Fragmento seleccionado ::
━━━━━━
Casi como la Navidad del 96

Hace unos días llegó a la casa un Xbox. Es el regalo de navidad para las niñas, la teníamos apalabrada desde hace meses con ellas que, a su vez, prometieron ya no pedir tantas cosas además de eso. La compramos en una oferta que no pudimos rechazar: descuento, meses sin intereses y envío gratuito. Tenía otro plus: entrega inmediata. Cuando leí eso me imaginé que pasaría lo que todos sabemos que pasó: la abrimos el mismo día que llegó. 

Y es que además de que el Niño Dios de esta casa no tiene paciencia para postergar sorpresas, tiene tres chicas que han esperado la dichosa consola desde hace tiempo. Por supuesto el señor de la casa lleva su parte, me preguntó tres veces si estaba segura de que “iba a aguantar hasta navidad”. En realidad lo que no aguanté fue pensar en ser la peor de las aguafiestas. El señor de la casa le habló a las chicas y cuando vieron la caja y escucharon el inicio del discurso sobre que se adelantaba la navidad, brincaron alrededor de él y gritaron de emoción. Ya ni les pudo decir que no fueran a decir el 25 de diciembre que casi no les habían llegado regalos.
━━━━━━
Material proporcionado ::
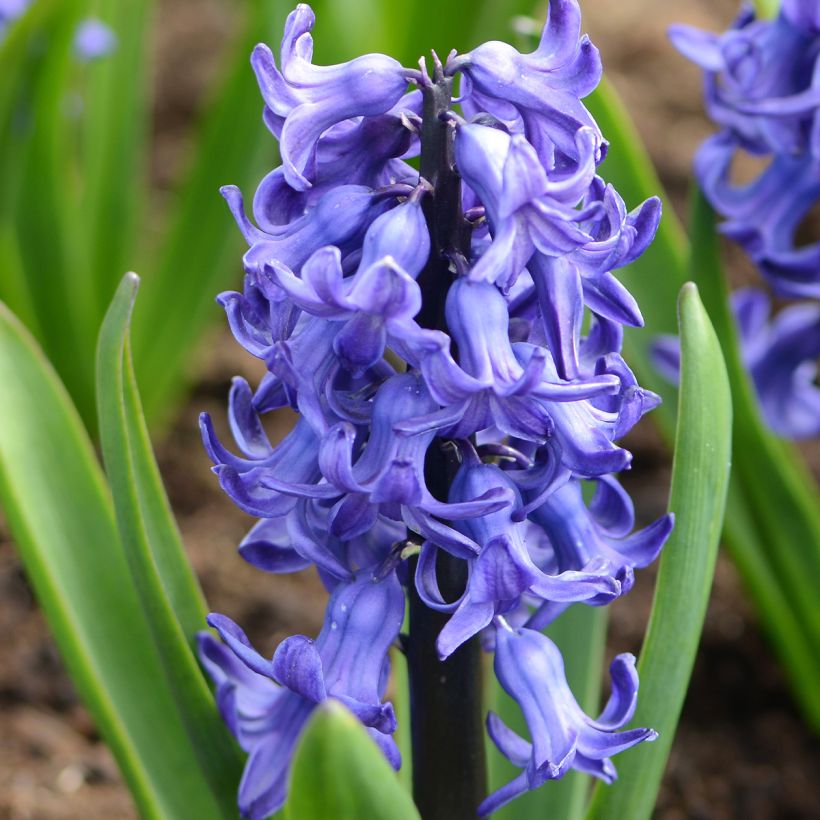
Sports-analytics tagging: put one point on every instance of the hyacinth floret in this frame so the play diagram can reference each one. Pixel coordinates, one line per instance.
(762, 86)
(427, 327)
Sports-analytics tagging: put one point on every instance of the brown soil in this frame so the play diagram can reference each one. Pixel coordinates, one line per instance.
━━━━━━
Lo requerido ::
Reproduzca, en el fragmento sobre el Xbox de Navidad, el tramo que va desde "Hace unos días" hasta "día que llegó.". El material no resulta necesario para esta labor.

La solución ::
Hace unos días llegó a la casa un Xbox. Es el regalo de navidad para las niñas, la teníamos apalabrada desde hace meses con ellas que, a su vez, prometieron ya no pedir tantas cosas además de eso. La compramos en una oferta que no pudimos rechazar: descuento, meses sin intereses y envío gratuito. Tenía otro plus: entrega inmediata. Cuando leí eso me imaginé que pasaría lo que todos sabemos que pasó: la abrimos el mismo día que llegó.